* START *

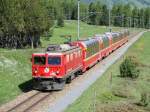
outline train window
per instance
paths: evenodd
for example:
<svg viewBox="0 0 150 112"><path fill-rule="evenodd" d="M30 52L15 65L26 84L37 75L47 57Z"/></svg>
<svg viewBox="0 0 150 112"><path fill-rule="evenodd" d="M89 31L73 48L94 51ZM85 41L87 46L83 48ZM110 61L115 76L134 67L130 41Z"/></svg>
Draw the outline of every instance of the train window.
<svg viewBox="0 0 150 112"><path fill-rule="evenodd" d="M66 62L69 62L69 55L66 55Z"/></svg>
<svg viewBox="0 0 150 112"><path fill-rule="evenodd" d="M61 58L60 57L48 57L48 64L49 65L60 65Z"/></svg>
<svg viewBox="0 0 150 112"><path fill-rule="evenodd" d="M79 56L79 57L81 56L81 53L80 53L80 51L78 51L78 56Z"/></svg>
<svg viewBox="0 0 150 112"><path fill-rule="evenodd" d="M46 57L45 56L35 56L34 57L34 64L35 65L45 65L46 64Z"/></svg>

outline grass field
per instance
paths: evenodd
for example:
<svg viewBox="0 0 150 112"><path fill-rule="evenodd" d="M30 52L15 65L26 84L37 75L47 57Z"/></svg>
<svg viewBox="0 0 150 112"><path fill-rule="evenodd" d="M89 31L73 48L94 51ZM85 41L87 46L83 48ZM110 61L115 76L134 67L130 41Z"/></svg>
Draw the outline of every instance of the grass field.
<svg viewBox="0 0 150 112"><path fill-rule="evenodd" d="M63 43L65 40L60 35L72 35L73 40L77 36L77 22L66 21L65 27L55 28L53 37L49 41L42 38L43 47L51 43ZM120 28L112 28L120 30ZM91 26L81 23L81 37L89 37L96 33L108 31L104 26ZM134 30L135 31L135 30ZM0 49L0 105L14 99L17 95L30 88L31 63L33 52L41 52L41 49L9 50ZM24 90L25 89L25 90Z"/></svg>
<svg viewBox="0 0 150 112"><path fill-rule="evenodd" d="M118 77L122 57L86 90L65 112L149 112L150 111L150 32L145 33L125 54L135 56L145 66L140 67L138 79ZM112 74L112 82L111 80ZM149 95L146 107L137 106L141 94Z"/></svg>

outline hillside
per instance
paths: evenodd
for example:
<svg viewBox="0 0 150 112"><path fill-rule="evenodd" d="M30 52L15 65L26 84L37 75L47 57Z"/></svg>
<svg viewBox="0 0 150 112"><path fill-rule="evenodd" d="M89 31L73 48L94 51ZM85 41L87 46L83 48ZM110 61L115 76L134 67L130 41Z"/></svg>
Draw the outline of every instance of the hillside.
<svg viewBox="0 0 150 112"><path fill-rule="evenodd" d="M110 4L111 6L113 4L132 4L133 6L138 6L138 7L150 7L150 0L81 0L85 3L90 3L94 1L100 1L104 4Z"/></svg>

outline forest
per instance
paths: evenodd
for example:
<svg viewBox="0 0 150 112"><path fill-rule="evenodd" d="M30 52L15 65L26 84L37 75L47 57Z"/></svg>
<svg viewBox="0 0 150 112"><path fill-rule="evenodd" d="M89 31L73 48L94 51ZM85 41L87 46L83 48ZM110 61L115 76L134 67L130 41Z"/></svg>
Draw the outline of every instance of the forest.
<svg viewBox="0 0 150 112"><path fill-rule="evenodd" d="M150 28L150 8L80 3L80 20L91 25ZM0 0L0 48L36 48L64 20L77 20L77 0Z"/></svg>

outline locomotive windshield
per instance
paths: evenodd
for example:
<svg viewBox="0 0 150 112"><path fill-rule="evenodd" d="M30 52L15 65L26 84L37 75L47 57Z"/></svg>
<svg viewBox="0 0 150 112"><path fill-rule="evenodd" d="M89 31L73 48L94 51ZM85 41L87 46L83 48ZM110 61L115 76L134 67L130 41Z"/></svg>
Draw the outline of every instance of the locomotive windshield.
<svg viewBox="0 0 150 112"><path fill-rule="evenodd" d="M44 56L35 56L34 57L34 64L35 65L45 65L46 64L46 57L44 57Z"/></svg>
<svg viewBox="0 0 150 112"><path fill-rule="evenodd" d="M48 57L48 64L49 65L60 65L61 58L60 57Z"/></svg>

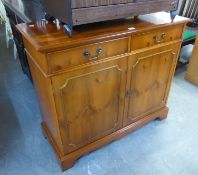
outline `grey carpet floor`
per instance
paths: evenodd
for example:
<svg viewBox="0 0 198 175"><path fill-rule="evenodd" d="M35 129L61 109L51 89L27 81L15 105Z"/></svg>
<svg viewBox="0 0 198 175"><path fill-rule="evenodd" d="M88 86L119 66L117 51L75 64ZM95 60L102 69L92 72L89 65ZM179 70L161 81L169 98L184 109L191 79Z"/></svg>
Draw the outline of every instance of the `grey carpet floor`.
<svg viewBox="0 0 198 175"><path fill-rule="evenodd" d="M34 88L0 28L0 175L197 175L198 87L176 72L167 120L155 120L62 173L43 138Z"/></svg>

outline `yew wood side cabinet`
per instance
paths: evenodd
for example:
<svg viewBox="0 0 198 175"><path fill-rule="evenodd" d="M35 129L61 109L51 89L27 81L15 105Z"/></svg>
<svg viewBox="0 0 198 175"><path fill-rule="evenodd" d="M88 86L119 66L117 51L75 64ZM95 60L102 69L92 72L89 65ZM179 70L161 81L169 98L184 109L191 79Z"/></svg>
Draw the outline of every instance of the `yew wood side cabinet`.
<svg viewBox="0 0 198 175"><path fill-rule="evenodd" d="M63 170L156 118L167 98L189 20L159 12L76 27L41 21L18 30L42 113Z"/></svg>

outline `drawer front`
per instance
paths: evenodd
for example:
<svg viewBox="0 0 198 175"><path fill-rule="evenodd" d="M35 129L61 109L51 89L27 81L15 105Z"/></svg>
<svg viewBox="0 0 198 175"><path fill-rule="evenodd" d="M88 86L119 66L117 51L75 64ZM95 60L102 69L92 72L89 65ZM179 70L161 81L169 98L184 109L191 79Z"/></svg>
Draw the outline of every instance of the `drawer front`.
<svg viewBox="0 0 198 175"><path fill-rule="evenodd" d="M183 26L162 28L148 33L132 35L131 50L143 49L164 42L182 39Z"/></svg>
<svg viewBox="0 0 198 175"><path fill-rule="evenodd" d="M101 6L101 5L123 4L123 3L130 3L130 2L135 2L135 0L113 0L113 1L109 1L109 0L97 0L97 1L73 0L72 8L94 7L94 6Z"/></svg>
<svg viewBox="0 0 198 175"><path fill-rule="evenodd" d="M50 73L128 52L128 38L85 45L47 54Z"/></svg>

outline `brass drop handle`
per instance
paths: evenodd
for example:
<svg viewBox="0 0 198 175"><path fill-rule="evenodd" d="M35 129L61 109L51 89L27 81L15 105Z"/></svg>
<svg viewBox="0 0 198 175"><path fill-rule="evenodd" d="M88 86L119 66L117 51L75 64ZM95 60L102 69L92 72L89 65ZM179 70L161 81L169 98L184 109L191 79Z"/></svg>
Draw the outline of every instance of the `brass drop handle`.
<svg viewBox="0 0 198 175"><path fill-rule="evenodd" d="M155 41L156 43L165 42L165 40L166 40L166 33L162 33L161 39L159 39L157 35L154 35L154 36L153 36L153 39L154 39L154 41Z"/></svg>
<svg viewBox="0 0 198 175"><path fill-rule="evenodd" d="M98 60L100 58L101 53L102 53L102 48L97 48L95 57L92 57L91 53L89 51L87 51L87 50L83 52L83 55L85 57L87 57L89 59L89 61L96 61L96 60Z"/></svg>

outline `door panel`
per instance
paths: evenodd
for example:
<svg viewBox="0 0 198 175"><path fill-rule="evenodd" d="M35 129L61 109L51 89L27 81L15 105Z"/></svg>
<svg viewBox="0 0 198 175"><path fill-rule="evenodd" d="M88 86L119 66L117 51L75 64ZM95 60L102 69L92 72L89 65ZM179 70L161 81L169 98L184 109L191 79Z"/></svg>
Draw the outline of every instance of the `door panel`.
<svg viewBox="0 0 198 175"><path fill-rule="evenodd" d="M125 125L166 105L179 46L139 52L129 58Z"/></svg>
<svg viewBox="0 0 198 175"><path fill-rule="evenodd" d="M126 57L53 78L65 152L122 126Z"/></svg>

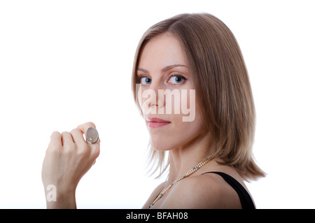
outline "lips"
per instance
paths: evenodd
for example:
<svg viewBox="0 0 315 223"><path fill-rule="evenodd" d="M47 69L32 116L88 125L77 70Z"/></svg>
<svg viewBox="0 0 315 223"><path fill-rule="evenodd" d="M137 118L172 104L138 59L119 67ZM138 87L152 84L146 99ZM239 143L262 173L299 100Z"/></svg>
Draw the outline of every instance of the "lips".
<svg viewBox="0 0 315 223"><path fill-rule="evenodd" d="M158 117L147 117L146 120L148 122L148 127L150 128L162 127L171 123L171 122Z"/></svg>

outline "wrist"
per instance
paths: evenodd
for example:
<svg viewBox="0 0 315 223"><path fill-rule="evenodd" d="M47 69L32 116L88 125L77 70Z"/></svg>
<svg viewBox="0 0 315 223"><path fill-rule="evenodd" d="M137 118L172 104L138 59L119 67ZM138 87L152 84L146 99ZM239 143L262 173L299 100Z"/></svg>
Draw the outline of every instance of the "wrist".
<svg viewBox="0 0 315 223"><path fill-rule="evenodd" d="M58 192L53 185L47 187L46 192L46 207L48 209L76 209L76 190Z"/></svg>

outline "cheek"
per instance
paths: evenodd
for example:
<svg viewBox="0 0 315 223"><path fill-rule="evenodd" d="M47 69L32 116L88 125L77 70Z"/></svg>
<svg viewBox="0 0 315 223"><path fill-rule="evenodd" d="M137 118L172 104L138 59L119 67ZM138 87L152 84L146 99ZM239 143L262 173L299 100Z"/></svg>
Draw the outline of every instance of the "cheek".
<svg viewBox="0 0 315 223"><path fill-rule="evenodd" d="M189 143L202 133L203 123L199 115L192 122L182 122L178 115L169 128L158 131L150 129L150 143L156 150L169 150Z"/></svg>

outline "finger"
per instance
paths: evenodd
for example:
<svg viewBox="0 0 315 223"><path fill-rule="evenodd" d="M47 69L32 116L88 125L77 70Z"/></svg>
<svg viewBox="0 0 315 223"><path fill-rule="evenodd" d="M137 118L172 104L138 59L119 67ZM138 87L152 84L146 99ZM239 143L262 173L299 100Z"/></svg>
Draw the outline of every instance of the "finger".
<svg viewBox="0 0 315 223"><path fill-rule="evenodd" d="M77 129L80 129L83 133L85 134L86 131L90 127L93 127L96 129L95 124L91 122L80 124L77 127Z"/></svg>
<svg viewBox="0 0 315 223"><path fill-rule="evenodd" d="M62 141L64 148L71 148L74 145L74 139L71 134L68 131L64 131L62 133Z"/></svg>
<svg viewBox="0 0 315 223"><path fill-rule="evenodd" d="M72 129L70 132L72 136L72 138L75 143L84 143L85 141L84 140L83 132L78 129Z"/></svg>
<svg viewBox="0 0 315 223"><path fill-rule="evenodd" d="M48 148L61 148L62 147L62 136L59 131L54 131L50 136Z"/></svg>

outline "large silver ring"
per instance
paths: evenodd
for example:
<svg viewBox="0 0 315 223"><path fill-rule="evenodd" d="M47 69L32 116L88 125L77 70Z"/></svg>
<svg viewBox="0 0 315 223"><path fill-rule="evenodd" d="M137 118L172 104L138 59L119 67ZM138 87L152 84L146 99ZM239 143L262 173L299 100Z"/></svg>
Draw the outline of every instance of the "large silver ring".
<svg viewBox="0 0 315 223"><path fill-rule="evenodd" d="M99 133L95 128L90 127L85 133L86 141L90 144L97 143L99 141Z"/></svg>

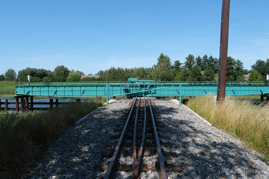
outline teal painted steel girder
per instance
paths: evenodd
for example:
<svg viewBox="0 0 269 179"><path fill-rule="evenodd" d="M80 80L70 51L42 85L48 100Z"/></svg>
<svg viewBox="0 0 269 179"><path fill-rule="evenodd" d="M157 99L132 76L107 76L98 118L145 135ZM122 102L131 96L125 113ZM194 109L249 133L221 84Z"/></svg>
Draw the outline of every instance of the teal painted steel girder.
<svg viewBox="0 0 269 179"><path fill-rule="evenodd" d="M216 95L217 82L100 82L16 83L15 94L58 97L195 96ZM181 92L180 92L181 91ZM269 93L263 82L227 82L226 95Z"/></svg>

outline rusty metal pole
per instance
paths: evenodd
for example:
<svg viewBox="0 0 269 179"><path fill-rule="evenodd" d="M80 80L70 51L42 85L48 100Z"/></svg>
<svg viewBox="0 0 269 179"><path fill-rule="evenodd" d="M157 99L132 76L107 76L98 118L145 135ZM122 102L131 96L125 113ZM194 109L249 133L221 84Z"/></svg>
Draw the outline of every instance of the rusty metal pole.
<svg viewBox="0 0 269 179"><path fill-rule="evenodd" d="M220 99L225 99L228 51L228 36L229 33L230 0L222 0L221 27L221 47L220 50L220 57L217 93L217 101Z"/></svg>

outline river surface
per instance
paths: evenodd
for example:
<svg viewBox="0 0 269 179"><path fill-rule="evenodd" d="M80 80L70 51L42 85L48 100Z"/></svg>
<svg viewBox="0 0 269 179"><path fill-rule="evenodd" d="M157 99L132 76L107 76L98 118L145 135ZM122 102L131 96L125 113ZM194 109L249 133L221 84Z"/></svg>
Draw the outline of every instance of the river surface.
<svg viewBox="0 0 269 179"><path fill-rule="evenodd" d="M70 101L72 101L74 102L76 101L76 99L78 98L81 99L81 102L84 102L86 101L88 101L89 99L90 99L89 97L86 98L83 97L81 98L80 97L77 97L74 98L70 98L68 97L57 97L51 96L35 96L33 97L33 100L34 102L49 102L50 98L52 98L53 99L53 102L55 102L55 99L58 98L58 102L67 102ZM14 98L14 95L13 95L8 94L0 94L0 99L1 99L1 102L5 102L6 99L7 99L8 100L9 102L16 102L16 100ZM19 99L19 101L21 102L21 99ZM30 98L29 98L29 102L30 102ZM55 105L54 105L54 106L55 107ZM59 105L59 107L61 105ZM1 107L4 107L5 106L5 105L2 104L1 105ZM21 105L20 105L21 106ZM49 105L42 105L34 104L34 107L35 108L45 108L49 107ZM16 105L15 104L8 104L8 107L10 108L15 108L16 107Z"/></svg>

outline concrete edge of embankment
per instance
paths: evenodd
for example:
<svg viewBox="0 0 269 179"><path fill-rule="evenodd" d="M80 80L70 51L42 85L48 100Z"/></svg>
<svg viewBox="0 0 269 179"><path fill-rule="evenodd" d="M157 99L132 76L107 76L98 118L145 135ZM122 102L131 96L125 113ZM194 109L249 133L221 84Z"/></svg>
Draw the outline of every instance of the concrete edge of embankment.
<svg viewBox="0 0 269 179"><path fill-rule="evenodd" d="M100 106L100 107L101 107L101 106ZM79 119L76 122L75 122L75 124L78 124L79 123L80 123L84 119L86 118L86 117L88 117L88 116L90 116L90 115L91 115L91 114L92 114L93 113L95 112L96 111L97 111L97 110L98 110L100 109L100 107L99 107L97 109L96 109L95 110L93 111L91 111L91 112L89 113L88 114L87 114L87 115L86 115L86 116L84 116L82 118L81 118L80 119Z"/></svg>
<svg viewBox="0 0 269 179"><path fill-rule="evenodd" d="M212 126L212 125L210 124L209 122L208 121L207 121L205 119L203 118L202 117L201 117L200 116L197 114L197 113L195 113L195 112L194 112L194 111L193 111L191 109L190 109L190 108L187 107L187 106L185 106L183 104L182 104L182 106L183 106L183 107L185 108L186 109L188 109L190 111L191 111L192 113L193 113L193 114L195 116L197 116L198 117L198 118L200 118L200 119L202 119L202 120L204 121L205 122L205 123L207 124L207 125L210 125L210 126Z"/></svg>
<svg viewBox="0 0 269 179"><path fill-rule="evenodd" d="M171 99L171 100L172 101L173 101L173 102L176 104L179 104L179 101L177 99ZM197 116L198 117L198 118L200 118L200 119L202 119L202 120L204 121L205 122L205 123L207 124L207 125L210 125L210 126L212 126L212 124L210 124L209 122L208 121L207 121L205 119L203 118L202 117L201 117L200 116L197 114L197 113L195 113L195 112L194 112L194 111L193 111L191 109L190 109L190 108L187 107L187 106L185 106L183 104L181 104L181 105L184 108L186 108L186 109L188 109L188 110L189 111L191 111L191 112L193 113L193 114L194 114L194 115L196 116Z"/></svg>

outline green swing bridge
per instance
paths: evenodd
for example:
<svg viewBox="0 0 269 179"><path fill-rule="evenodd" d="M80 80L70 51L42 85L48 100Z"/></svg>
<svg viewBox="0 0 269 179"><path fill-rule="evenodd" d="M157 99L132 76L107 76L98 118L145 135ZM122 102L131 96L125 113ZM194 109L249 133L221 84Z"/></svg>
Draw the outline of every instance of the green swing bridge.
<svg viewBox="0 0 269 179"><path fill-rule="evenodd" d="M215 95L217 82L156 81L129 78L128 81L16 83L15 94L57 97L178 97ZM269 85L263 82L227 82L225 95L264 95Z"/></svg>

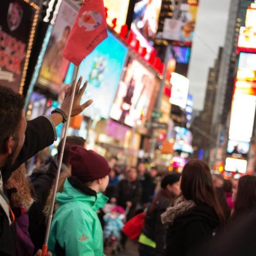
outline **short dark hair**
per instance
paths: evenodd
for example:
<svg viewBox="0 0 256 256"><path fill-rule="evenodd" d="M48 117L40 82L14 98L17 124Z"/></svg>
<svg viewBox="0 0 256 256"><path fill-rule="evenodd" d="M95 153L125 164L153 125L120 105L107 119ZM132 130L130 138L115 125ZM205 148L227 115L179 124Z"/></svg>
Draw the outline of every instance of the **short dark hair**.
<svg viewBox="0 0 256 256"><path fill-rule="evenodd" d="M12 90L0 85L0 152L5 152L4 143L15 136L22 119L23 97Z"/></svg>
<svg viewBox="0 0 256 256"><path fill-rule="evenodd" d="M63 153L62 162L65 164L68 164L69 163L69 150L71 146L76 145L78 146L83 146L86 140L81 137L78 136L68 136L66 139L65 147L64 148L64 152ZM60 151L61 150L61 146L63 143L63 139L60 140L59 144L58 145L58 156L59 157L60 154Z"/></svg>

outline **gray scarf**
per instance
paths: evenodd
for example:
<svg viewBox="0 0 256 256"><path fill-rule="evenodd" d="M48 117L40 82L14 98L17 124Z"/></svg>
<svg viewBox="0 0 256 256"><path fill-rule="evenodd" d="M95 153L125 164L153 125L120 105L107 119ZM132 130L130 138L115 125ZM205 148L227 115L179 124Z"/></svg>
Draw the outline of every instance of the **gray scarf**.
<svg viewBox="0 0 256 256"><path fill-rule="evenodd" d="M178 197L174 203L174 206L168 207L161 215L163 224L173 224L174 220L195 206L196 204L192 200L185 200L183 196Z"/></svg>

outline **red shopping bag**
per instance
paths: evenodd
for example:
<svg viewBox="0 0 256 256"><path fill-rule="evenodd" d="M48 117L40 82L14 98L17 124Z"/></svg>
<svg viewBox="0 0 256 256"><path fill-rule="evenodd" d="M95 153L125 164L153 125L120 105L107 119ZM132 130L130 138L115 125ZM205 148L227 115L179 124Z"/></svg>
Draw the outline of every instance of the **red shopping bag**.
<svg viewBox="0 0 256 256"><path fill-rule="evenodd" d="M134 216L124 225L123 232L130 239L137 239L142 231L145 222L145 212Z"/></svg>

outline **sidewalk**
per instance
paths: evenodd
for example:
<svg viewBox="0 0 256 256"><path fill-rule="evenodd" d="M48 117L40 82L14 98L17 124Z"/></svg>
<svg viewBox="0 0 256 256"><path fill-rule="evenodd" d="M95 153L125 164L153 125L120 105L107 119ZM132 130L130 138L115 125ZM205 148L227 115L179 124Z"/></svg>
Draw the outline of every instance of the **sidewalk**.
<svg viewBox="0 0 256 256"><path fill-rule="evenodd" d="M118 256L139 256L138 242L128 240L125 246L125 250L117 255Z"/></svg>
<svg viewBox="0 0 256 256"><path fill-rule="evenodd" d="M111 255L109 251L105 248L104 253L106 256ZM116 255L117 256L139 256L138 242L128 240L126 244L125 249L122 250L122 251Z"/></svg>

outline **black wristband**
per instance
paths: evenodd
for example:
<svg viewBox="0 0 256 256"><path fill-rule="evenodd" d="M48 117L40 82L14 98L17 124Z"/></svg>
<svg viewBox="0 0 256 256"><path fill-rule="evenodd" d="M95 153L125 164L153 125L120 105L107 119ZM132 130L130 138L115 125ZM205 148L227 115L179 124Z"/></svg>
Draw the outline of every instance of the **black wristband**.
<svg viewBox="0 0 256 256"><path fill-rule="evenodd" d="M65 114L64 111L61 110L60 109L59 109L58 108L56 108L52 111L51 114L53 114L54 113L58 113L59 114L60 114L60 115L61 115L63 118L62 123L65 123L66 122L67 122L67 120L68 120L68 117L67 116L67 115Z"/></svg>

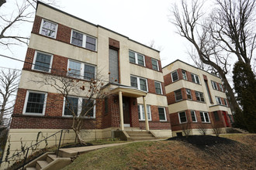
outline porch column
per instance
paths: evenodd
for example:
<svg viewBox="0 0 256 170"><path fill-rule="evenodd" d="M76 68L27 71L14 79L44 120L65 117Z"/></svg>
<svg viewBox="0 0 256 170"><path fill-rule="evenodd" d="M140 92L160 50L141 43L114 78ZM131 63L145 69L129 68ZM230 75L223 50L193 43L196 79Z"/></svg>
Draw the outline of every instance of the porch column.
<svg viewBox="0 0 256 170"><path fill-rule="evenodd" d="M121 130L124 130L124 126L123 126L123 96L122 96L122 91L119 91L118 96L119 98L119 113L120 113L120 128Z"/></svg>
<svg viewBox="0 0 256 170"><path fill-rule="evenodd" d="M146 101L145 101L145 97L143 97L143 104L144 106L145 127L146 127L146 130L147 131L149 131L148 117L147 117L147 105L146 105Z"/></svg>

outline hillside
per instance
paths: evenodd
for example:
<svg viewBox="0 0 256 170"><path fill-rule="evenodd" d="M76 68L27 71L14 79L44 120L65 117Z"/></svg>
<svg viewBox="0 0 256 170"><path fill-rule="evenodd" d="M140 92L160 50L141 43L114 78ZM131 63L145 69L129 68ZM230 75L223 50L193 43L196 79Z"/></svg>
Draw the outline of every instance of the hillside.
<svg viewBox="0 0 256 170"><path fill-rule="evenodd" d="M173 138L101 149L80 155L64 170L254 169L256 134L223 137Z"/></svg>

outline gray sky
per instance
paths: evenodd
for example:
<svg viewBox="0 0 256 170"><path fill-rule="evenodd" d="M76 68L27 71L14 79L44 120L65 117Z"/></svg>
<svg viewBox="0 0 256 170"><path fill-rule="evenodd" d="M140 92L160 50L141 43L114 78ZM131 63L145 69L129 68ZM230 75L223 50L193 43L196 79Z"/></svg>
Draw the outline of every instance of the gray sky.
<svg viewBox="0 0 256 170"><path fill-rule="evenodd" d="M1 10L13 10L9 2ZM192 64L188 54L189 43L175 33L176 29L168 22L171 3L178 0L60 0L58 8L69 14L100 25L140 43L149 45L154 40L156 49L161 47L162 66L177 59ZM32 24L17 26L22 34L29 35ZM12 48L12 53L0 49L0 53L25 59L27 47ZM23 63L0 58L0 66L22 69Z"/></svg>

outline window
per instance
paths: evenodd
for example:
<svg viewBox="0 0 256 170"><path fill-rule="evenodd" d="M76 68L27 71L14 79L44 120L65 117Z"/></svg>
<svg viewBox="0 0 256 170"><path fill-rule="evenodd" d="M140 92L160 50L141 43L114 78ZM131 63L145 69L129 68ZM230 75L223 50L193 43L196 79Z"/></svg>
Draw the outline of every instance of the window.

* END *

▸ Challenge
Reproduce the part of the data that opens with the line containing "outline locomotive windshield" and closes with the line containing "64L49 65L60 65L61", substituting "front window" for every occurrence of "windshield" and changing nothing else.

▸ Response to the exercise
outline locomotive front window
per instance
paths: evenodd
for example:
<svg viewBox="0 0 150 112"><path fill-rule="evenodd" d="M30 52L15 65L26 84L37 75L47 57Z"/></svg>
<svg viewBox="0 0 150 112"><path fill-rule="evenodd" d="M89 31L73 48L94 51ZM85 41L87 46L83 48ZM110 61L115 76L134 67L130 41Z"/></svg>
Draw the outline of every instance of the locomotive front window.
<svg viewBox="0 0 150 112"><path fill-rule="evenodd" d="M44 56L35 56L34 57L34 64L35 65L45 65L46 64L46 57L44 57Z"/></svg>
<svg viewBox="0 0 150 112"><path fill-rule="evenodd" d="M48 57L48 64L49 65L60 65L61 58L60 57Z"/></svg>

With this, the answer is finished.